**Requirements:** Please rewrite the listing below, swapping "integer pixel values" for "whole-number pixel coordinates" wherever it occurs and leaving everything else unchanged. Omit the pictures from your answer.

^^^^^^^^^^^^^^^^

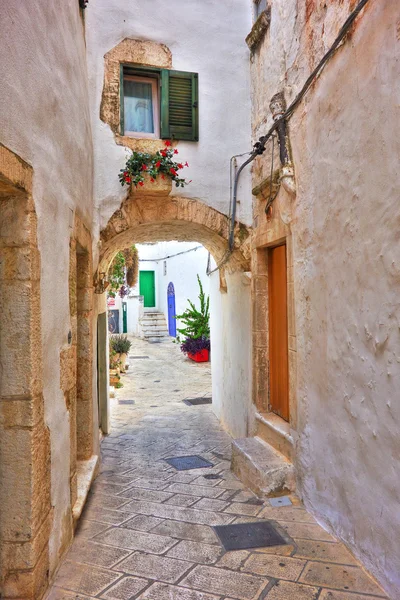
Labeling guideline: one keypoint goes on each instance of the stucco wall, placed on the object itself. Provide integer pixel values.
(44, 118)
(193, 32)
(231, 353)
(345, 141)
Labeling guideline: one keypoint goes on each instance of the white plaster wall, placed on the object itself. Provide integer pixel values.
(345, 140)
(44, 118)
(231, 352)
(205, 37)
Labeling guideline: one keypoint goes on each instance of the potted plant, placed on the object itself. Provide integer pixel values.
(197, 349)
(197, 328)
(121, 346)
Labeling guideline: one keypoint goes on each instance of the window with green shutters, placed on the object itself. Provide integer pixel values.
(177, 103)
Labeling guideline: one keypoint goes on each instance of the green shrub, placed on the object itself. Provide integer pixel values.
(120, 343)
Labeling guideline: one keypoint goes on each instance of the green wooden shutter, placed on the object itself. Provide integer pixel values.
(179, 105)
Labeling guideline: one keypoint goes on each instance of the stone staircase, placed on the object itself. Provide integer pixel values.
(154, 327)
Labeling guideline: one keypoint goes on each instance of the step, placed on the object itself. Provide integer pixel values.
(263, 469)
(275, 432)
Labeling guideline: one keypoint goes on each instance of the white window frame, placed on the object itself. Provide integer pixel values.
(156, 109)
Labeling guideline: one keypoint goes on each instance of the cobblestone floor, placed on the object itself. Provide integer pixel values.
(146, 531)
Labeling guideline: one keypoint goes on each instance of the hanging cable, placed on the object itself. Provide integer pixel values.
(259, 147)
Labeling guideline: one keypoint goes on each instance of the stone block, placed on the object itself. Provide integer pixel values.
(263, 469)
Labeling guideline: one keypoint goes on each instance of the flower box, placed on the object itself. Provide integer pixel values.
(200, 356)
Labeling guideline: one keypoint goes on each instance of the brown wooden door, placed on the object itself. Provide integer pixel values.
(278, 333)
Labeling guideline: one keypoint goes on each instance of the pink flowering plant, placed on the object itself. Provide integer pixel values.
(162, 164)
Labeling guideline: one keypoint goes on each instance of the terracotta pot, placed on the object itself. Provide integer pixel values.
(200, 356)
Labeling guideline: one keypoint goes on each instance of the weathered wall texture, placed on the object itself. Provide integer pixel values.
(44, 118)
(203, 37)
(346, 255)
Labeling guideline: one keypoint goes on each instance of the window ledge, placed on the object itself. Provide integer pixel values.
(258, 30)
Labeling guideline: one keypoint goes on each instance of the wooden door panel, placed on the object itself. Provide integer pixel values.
(278, 332)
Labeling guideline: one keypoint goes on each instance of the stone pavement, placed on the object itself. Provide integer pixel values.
(146, 531)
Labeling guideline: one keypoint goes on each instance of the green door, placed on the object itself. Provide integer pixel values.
(147, 288)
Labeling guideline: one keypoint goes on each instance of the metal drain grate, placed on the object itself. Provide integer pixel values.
(197, 401)
(185, 463)
(249, 535)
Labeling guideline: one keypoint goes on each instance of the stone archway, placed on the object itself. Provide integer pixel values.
(152, 218)
(25, 504)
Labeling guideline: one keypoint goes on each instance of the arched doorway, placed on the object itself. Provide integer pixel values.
(171, 309)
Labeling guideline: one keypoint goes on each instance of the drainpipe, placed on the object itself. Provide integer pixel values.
(278, 108)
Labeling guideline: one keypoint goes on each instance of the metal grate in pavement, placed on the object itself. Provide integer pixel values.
(197, 401)
(240, 536)
(185, 463)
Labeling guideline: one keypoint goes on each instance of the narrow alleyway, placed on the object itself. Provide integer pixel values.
(146, 531)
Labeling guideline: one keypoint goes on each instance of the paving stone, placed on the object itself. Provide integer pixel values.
(125, 589)
(182, 500)
(333, 595)
(88, 529)
(163, 591)
(150, 484)
(187, 531)
(143, 523)
(106, 501)
(105, 515)
(238, 508)
(233, 560)
(84, 579)
(59, 594)
(325, 551)
(179, 514)
(306, 531)
(136, 540)
(283, 590)
(155, 567)
(194, 490)
(96, 554)
(135, 493)
(224, 582)
(286, 513)
(210, 504)
(206, 554)
(274, 566)
(352, 579)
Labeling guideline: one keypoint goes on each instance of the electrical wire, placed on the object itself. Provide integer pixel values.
(259, 147)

^^^^^^^^^^^^^^^^

**Worked solution:**
Labeling guideline: one keypoint goes on each instance of the stucco wall, placed on the object itself. Provide whole-number pixel coordinates.
(44, 118)
(193, 32)
(231, 353)
(345, 141)
Labeling guideline: one keypoint goes on each instance of the white plaster wall, placed on the object itself. Provide whole-number pixel coordinates.
(345, 140)
(44, 118)
(231, 352)
(205, 37)
Labeling guideline: one keypoint goes on each instance of the potted plant, placed on the object itself. Provide whole-number pixel coordinates.
(197, 349)
(197, 328)
(121, 346)
Labeling guideline: one keypoint goes on each instance of the window with green shutters, placed on the object itself. Provide whole-number pixel coordinates.
(177, 103)
Labeling guideline: one keypoint goes on each instance of the green shrub, placed on the object itself. Provide whole-number pixel coordinates.
(120, 343)
Labeling guideline: one keypoint goes on each instance of the green wooden shutter, placed on the object itself. Provide whole-number pixel coordinates.
(179, 105)
Labeling guideline: one keypoint goes on each instance of the stone staircase, placed on the object itself. Provide whole-number pixel coordinates.
(154, 327)
Labeling guideline: one keypoint goes on each instance of the step, placed on the object itself. Provide whole-number pixel coordinates.
(263, 469)
(275, 432)
Labeling guideline: one keypoint goes on each instance of the white window frame, placed on the object itself. Provide whole-number pixel coordinates.
(156, 109)
Labeling guideline: one keypoint goes on each instance of the cobblestone floor, placed on the object itself. Provide whole-number pixel coordinates.
(146, 531)
Labeling guideline: one keypoint goes on each instance of the hanging cable, placed on the object itself. Provide whole-number pixel coordinates.
(259, 147)
Labeling guideline: one keypoint goes on each instance of the stone block, placed on the object itself. Provide whole-number pixel coordinates.
(263, 469)
Labeling guideline: one keypoint goes on each instance of the flower box, placed on the object itself. Provide whole-number pixel coordinates.
(200, 356)
Labeling guideline: one keypoint goes on each instance of the brown wooden door, placed on the object itself. Provide whole-number pixel coordinates.
(278, 333)
Labeling guideline: one keypoint goes on each instance of the pink flowering plant, placed on the object itself. Provide whole-number pixel coordinates.
(162, 164)
Labeling guideline: one keypoint goes on each instance of the terracotta pot, placed on the object itself. Provide whole-number pixel coordinates.
(200, 356)
Labeling guideline: one keypoint goes on each instance of the weathered wall texture, placed on the object itself. Provide whole-number pixel coordinates.
(44, 118)
(203, 37)
(346, 255)
Labeling guideline: one keypoint goes on each instance of the window ledge, placed on the object itself. Provide whole-number pixel coordinates.
(258, 30)
Labeling guideline: one keypoint goes on each instance of the wooden door panel, placed on the object itself. Provide whole-number pixel coordinates.
(278, 332)
Labeling guideline: one keypoint goes on each instance of the stone pavement, placed on the object itself. Provide whole-number pixel coordinates.
(146, 531)
Labeling guideline: one keypoint goes on each instance of the green door, placed on the object itself. Provide whole-number pixel coordinates.
(147, 288)
Labeling guideline: one keypoint goes on each instance of the metal drain grate, placed on the object itself. Provide whole-number pixel coordinates.
(197, 401)
(185, 463)
(249, 535)
Labeling guideline: one keypoint goes on each instance of the stone archway, placed on the object itself. Provide whole-number pixel coordinates.
(152, 218)
(25, 504)
Labeling guideline: one keypoint goes on each instance of the arched doorway, placed on the object itself. Provide whole-number pixel coordinates.
(171, 309)
Labeling guideline: one keypoint goes on each instance of the drainpipe, placed on the object itself. Provide whole-number pixel coordinates.
(278, 108)
Labeling guideline: one keypoint goes on each instance of the metal grate in pavement, placed on the object itself. Provide whole-number pixel coordinates.
(197, 401)
(240, 536)
(185, 463)
Labeling guideline: one keypoint goes on each instance of the narrow alleyway, placed on the object itself. Provide whole-number pixel coordinates.
(146, 531)
Labeling guideline: one keypoint goes on each instance of the paving stone, placed on the object itself. Provide whole-number pixel coordinates.
(125, 589)
(182, 500)
(333, 595)
(88, 529)
(163, 591)
(150, 484)
(187, 531)
(143, 523)
(106, 501)
(105, 515)
(238, 508)
(233, 560)
(84, 579)
(59, 594)
(325, 551)
(179, 514)
(306, 531)
(136, 540)
(283, 590)
(155, 567)
(194, 490)
(96, 554)
(135, 493)
(224, 582)
(286, 513)
(210, 504)
(206, 554)
(274, 566)
(352, 579)
Labeling guideline: one keypoint goes on each instance of the electrical wire, placed on the object itself. Provide whole-number pixel coordinates.
(259, 147)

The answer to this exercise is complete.